[Recorded data]
☆ ☆ ☆ ☆

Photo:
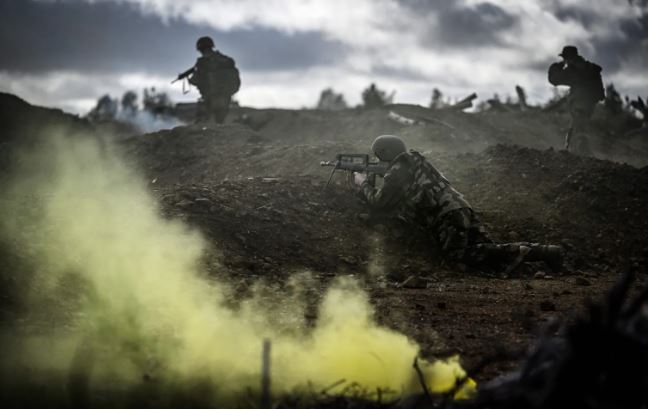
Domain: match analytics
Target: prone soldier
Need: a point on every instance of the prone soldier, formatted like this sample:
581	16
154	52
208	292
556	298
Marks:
420	195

☆ ☆ ☆ ☆

Update the entries above by changing every "prone soldier" to "kneeling soldier" and keeping everything else the same. Omit the pictures from your answer.

- _Correct answer_
Photo:
Domain: match analytics
Target: kneeling soldier
Need: a point on every instance of the kneeling soldier, formatted like this sample:
581	16
154	52
208	292
556	298
Marks:
420	195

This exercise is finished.